Updated: Jun 3, 2020
Let's do a project on an interesting statistical problem named Birthday paradox. We go to the era where renaissance took place and randomly select famous artists, scientists, mathematicians. In this project, we will mathematically prove the birthday paradox theory in a fun way. In the process, you will also learn about renaissance folks and their contribution to humanity.
The objective of this project is to prove that with at least 23 people randomly selected, we can achieve a 50-50 chance that at least 2 people share their birthday. And when we increase the list of 75 people, chances are 99.9%.
According to Wikipedia, The birthday paradox also known as the birthday problem - states that in a random group of 23 people, there is about a 50% chance that two people have the same birthday. In a room of 75, there’s even a 99.9% chance of two people matching. By the pigeonhole principle, the probability reaches 100% when the number of people reaches 367.
Real-world applications for the birthday problem include a cryptographic attack called the birthday attack, which uses this probabilistic model to reduce the complexity of finding a collision for a hash function, as well as calculating the approximate risk of a hash collision existing within the hashes of a given size of the population.
Before starting the project, let's go through some basics.
Let's calculate the probability of 2 people sharing the same birthday. Suppose we have person X & person Y. For brevity, we can ignore leap years. If we ask Person X first, then he can be born on any day of the year. So his probability is 1 (365/365). Coming back to person Y, he must be born on the same day as X, his probability is 1/365. We want both events to occur, let's multiply their probabilities for the combined occurrence. Total Probability of 2 people sharing the same birthday = (365/365)*(1/365) = 0.002739 Using complement theory, now let's calculate the probability of no one is sharing same birthday. We know the probability of at least 2 people sharing their birthday and probability of no one sharing their birthday covers almost all possible cases. Hence the sum of these 2 probabilities = 1 We can rewrite below formula as: P(at least 2 people shares birthday ) = 1 - P( no one sharing their birthday)
Computer with Internet Access
1. Create a dataset i.e. a simple spreadsheet or a CSV file. Use Google to study different scientists, artists, and mathematicians from the Renaissance period and note down your favorite people in the below format.
Artist Name, Birthday Leonardo da Vinci, Apr 15 Nicolaus Copernicus, Feb 19 and so on......
2. Let's work on an example of 30 artists: Randomly select 30 such artists with their birthdays.
3. Calculate the probability of at least 2 artists having the same birthday.
P (1st artist birthday) = 365/365 P (2nd artist birthday) = 364/365 P (3rd artist birthday) = 363/365 P (4th artist birthday) = 362/365 . . P (28th artist birthday) = 337/365 P (29th artist birthday) = 336/

[Contour annotation records]
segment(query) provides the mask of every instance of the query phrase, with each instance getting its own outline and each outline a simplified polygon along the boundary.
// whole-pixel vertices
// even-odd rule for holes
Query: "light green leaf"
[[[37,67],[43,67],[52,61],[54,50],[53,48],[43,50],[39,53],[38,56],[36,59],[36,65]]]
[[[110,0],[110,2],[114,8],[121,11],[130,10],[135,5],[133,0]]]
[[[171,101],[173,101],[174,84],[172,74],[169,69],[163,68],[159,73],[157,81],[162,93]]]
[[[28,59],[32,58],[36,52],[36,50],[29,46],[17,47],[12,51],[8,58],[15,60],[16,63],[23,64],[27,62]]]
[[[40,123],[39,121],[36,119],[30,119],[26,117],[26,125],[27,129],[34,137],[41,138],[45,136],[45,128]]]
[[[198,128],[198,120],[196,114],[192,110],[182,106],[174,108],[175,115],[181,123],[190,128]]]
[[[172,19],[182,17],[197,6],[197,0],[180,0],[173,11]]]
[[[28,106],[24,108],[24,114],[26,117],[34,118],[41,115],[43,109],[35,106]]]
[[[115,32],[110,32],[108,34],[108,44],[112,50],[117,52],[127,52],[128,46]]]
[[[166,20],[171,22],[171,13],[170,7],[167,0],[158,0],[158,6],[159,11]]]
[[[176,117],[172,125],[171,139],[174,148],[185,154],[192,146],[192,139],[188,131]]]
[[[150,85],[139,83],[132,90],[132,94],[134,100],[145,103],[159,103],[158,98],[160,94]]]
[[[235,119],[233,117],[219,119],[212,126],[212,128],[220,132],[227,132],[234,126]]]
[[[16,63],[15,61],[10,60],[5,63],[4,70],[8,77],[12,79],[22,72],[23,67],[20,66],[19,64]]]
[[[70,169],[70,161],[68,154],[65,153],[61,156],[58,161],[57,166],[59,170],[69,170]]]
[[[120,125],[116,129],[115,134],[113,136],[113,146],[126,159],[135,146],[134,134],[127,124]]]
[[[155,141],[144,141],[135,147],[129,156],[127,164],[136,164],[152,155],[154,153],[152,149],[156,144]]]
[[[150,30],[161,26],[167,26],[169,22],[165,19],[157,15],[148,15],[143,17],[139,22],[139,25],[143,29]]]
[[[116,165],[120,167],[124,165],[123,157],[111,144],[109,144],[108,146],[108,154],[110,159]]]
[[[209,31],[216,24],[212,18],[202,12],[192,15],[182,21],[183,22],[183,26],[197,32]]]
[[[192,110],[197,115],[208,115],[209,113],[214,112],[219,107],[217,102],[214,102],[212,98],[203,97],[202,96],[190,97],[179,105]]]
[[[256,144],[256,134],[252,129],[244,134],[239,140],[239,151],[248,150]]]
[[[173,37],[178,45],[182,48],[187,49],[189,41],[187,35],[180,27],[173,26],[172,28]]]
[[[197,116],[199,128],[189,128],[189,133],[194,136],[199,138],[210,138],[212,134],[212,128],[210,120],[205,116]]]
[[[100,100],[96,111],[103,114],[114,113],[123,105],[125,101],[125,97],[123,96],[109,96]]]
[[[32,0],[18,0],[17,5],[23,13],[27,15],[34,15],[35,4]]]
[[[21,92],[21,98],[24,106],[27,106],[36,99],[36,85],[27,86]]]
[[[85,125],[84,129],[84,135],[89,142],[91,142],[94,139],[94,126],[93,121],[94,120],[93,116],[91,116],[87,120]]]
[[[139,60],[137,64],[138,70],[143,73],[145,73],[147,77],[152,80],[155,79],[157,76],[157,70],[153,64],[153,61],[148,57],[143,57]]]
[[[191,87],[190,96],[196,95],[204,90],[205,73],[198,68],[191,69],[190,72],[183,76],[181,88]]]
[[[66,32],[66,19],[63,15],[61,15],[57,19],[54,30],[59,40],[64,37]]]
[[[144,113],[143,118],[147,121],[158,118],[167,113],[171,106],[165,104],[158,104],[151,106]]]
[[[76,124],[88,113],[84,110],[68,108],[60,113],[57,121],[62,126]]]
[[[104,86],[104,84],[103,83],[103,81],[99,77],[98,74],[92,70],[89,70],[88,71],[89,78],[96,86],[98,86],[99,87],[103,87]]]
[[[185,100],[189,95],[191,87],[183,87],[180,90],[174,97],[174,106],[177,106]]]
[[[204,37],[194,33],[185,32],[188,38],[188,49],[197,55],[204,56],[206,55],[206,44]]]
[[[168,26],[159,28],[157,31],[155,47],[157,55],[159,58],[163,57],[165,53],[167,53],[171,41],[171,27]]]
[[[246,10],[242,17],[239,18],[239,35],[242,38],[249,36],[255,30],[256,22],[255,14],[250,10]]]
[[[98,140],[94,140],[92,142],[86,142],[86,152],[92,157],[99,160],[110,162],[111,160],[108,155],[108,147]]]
--
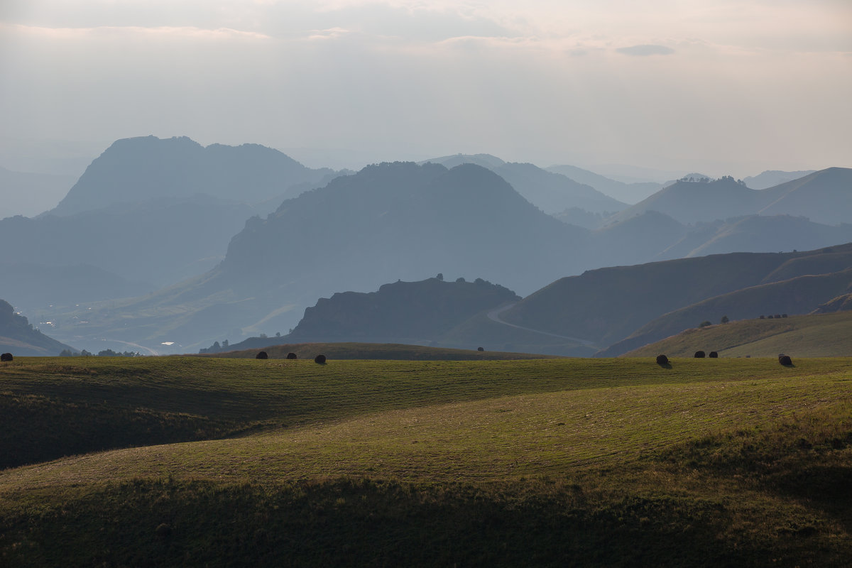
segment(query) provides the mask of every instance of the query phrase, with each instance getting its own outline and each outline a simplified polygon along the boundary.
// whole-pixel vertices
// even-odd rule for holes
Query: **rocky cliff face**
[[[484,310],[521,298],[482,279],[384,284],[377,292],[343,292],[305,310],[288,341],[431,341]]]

REQUIRED ACTIONS »
#1 Please reproduce the passage from the birthday paradox page starting with "Computer with Internet" and going on through "having the same birthday.".
#2 According to the birthday paradox page, at what number of people does the pigeonhole principle put the probability of a shared birthday at 100%?
#3 Which kinds of famous Renaissance figures does the birthday paradox page say to select for the project?

RESULTS FOR THE EXERCISE »
#1
Computer with Internet Access
1. Create a dataset i.e. a simple spreadsheet or a CSV file. Use Google to study different scientists, artists, and mathematicians from the Renaissance period and note down your favorite people in the below format.
Artist Name, Birthday Leonardo da Vinci, Apr 15 Nicolaus Copernicus, Feb 19 and so on......
2. Let's work on an example of 30 artists: Randomly select 30 such artists with their birthdays.
3. Calculate the probability of at least 2 artists having the same birthday.

#2 367 people.

#3 Artists, scientists, and mathematicians.